UNITED STATES
SECURITIES AND EXCHANGE COMMISSION
Washington, D.C. 20549




 
FORM 8-K

CURRENT REPORT

Pursuant to Section 13 or 15(d) of
The Securities Exchange Act of 1934


Date of Report (Date of Earliest Event Reported):  
July 26, 2012
 
L. B. Foster Company
(Exact Name of Registrant as Specified in its Charter)
 
Pennsylvania
000-10436
25-1324733
(State or Other Jurisdiction of Incorporation)
(Commission File Number)
(I.R.S. Employer Identification No.)
     
415 Holiday Drive, Pittsburgh, Pennsylvania
15220
(Address of Principal Executive Offices)
(Zip Code)
   
Registrant’s telephone number, including area code:
(412) 928-3417
   
  N/A
(Former Name or Former Address, if Changed Since Last Report.)
 
Check the appropriate box below if the Form 8-K filing is intended to simultaneously satisfy the filing obligation of the registrant under any of the following provisions (see General Instruction A.2. below):
 
[ ] Written communications pursuant to Rule 425 under the Securities Act (17 CFR 230.425)
 
[ ] Soliciting material pursuant to Rule 14a-12 under the Exchange Act (17 CFR 240.14a-12)
 
[ ] Pre-commencement communications pursuant to Rule 14d-2(b) under the Exchange Act (17 CFR 240.14d-2(b))
 
[ ] Pre-commencement communications pursuant to Rule 13e-4(c) under the Exchange Act (17 CFR 240.13e-4(c))

 
 

 

Item 5.02
Departure of Directors or Certain Officers; Election of Directors; Appointment of Certain Officers; Compensatory Arrangements of Certain Officers.
 
On July 26, 2012, David J. Russo resigned from his position as Chief Accounting Officer of L.B. Foster Company (the “Company”), effective August 1, 2012.  Mr. Russo will remain as Senior Vice President, Chief Financial Officer and Treasurer of the Company.
 
In connection with Mr. Russo’s resignation, the Board of Directors of the Company, on July 26, 2012, appointed Christopher T. Scanlon as Controller and Chief Accounting Officer of the Company, effective immediately following the effectiveness of Mr. Russo’s resignation on August 1, 2012.
 
Prior to joining the Company, Mr. Scanlon, age 36, served as the Online Higher Education Division Controller of Education Management Corporation, a for-profit provider of post-secondary education, from November 2009 to July 2012.  Mr. Scanlon served as Manager of Central Accounting Services for Bayer Corporation, a global corporation with core competencies in the fields of healthcare, nutrition and high-tech materials, from May 2007 until November 2009.  From April 2005 until May 2007, Mr. Scanlon served as a financial reporting analyst for Respironics, Inc., a manufacturer of medical devices designed to treat sleep and respiratory disorders.

- - - -

**EXERCISE REQUIREMENTS:**
Could you write the next part of the L. B. Foster Company 8-K filing, starting after the paragraph on Mr. Scanlon's earlier positions? None of the data below affects this work.

**SUPPLIED INFORMATION:**
- - - -

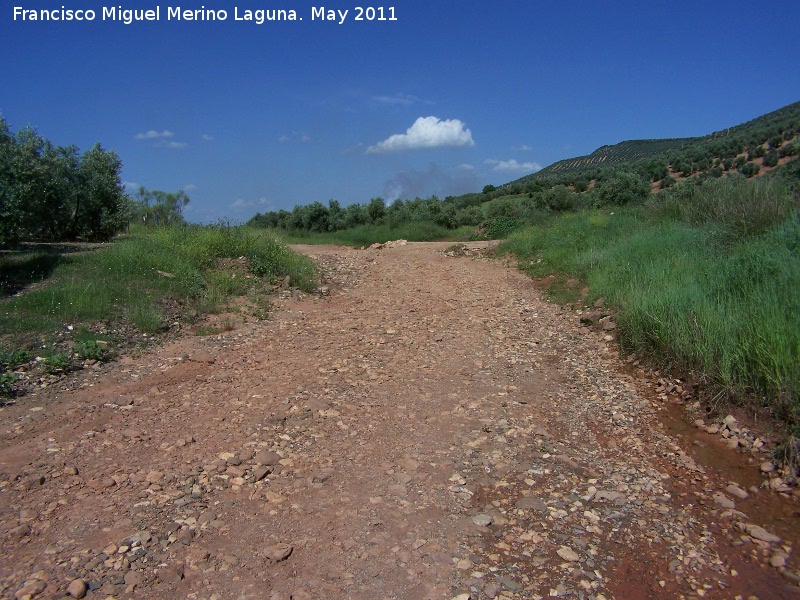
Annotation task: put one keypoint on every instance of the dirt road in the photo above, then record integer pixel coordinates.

- - - -

**RESPONSE AREA:**
There are no arrangements or understandings pursuant to which Mr. Scanlon was appointed as Controller and Chief Accounting Officer of the Company, and there are no relationships or related person transactions involving Mr. Scanlon of the type required to be disclosed under Item 401(d) or Item 404(a) of Regulation S-K.
 
In connection with his appointment, Mr. Scanlon will participate in the Company’s Supplemental Retirement Plan, pursuant to which executive officers of the Company may accrue benefits unavailable to them under the Company’s 401(k) Plan due to Internal Revenue Code limitations.

Mr. Scanlon will also participate in the Company’s Key Employee Separation Plan (the “Separation Plan”), which provides for severance to be paid to participants in the event of a change-in-control of the Company.  Pursuant to the terms of the Separation Plan, in the event a participant’s employment terminates due to a change-in-control of the Company, such participant will receive the participant’s base salary plus the average of the participant’s annual cash bonuses paid or due and payable over the prior three calendar years multiplied by a “Benefit Factor,” which for Mr. Scanlon is one (1).  Each participant will also be paid all amounts otherwise owed to the participant and $15,000 for outplacement services.  Medical, dental and vision insurance will be maintained for specified durations as well pursuant to the terms of the Separation Plan. A participant will not be entitled to these payments and benefits under the Separation Plan, however, unless both:  (i) a change-in-control has occurred; and (ii) the participant’s employment has been terminated (involuntarily or for “good reason”, but not for “cause”).



 
 

 

SIGNATURES

Pursuant to the requirements of the Securities Exchange Act of 1934, the registrant has duly caused this report to be signed on its behalf by the undersigned hereunto duly authorized.

L.B. Foster Company
(Registrant)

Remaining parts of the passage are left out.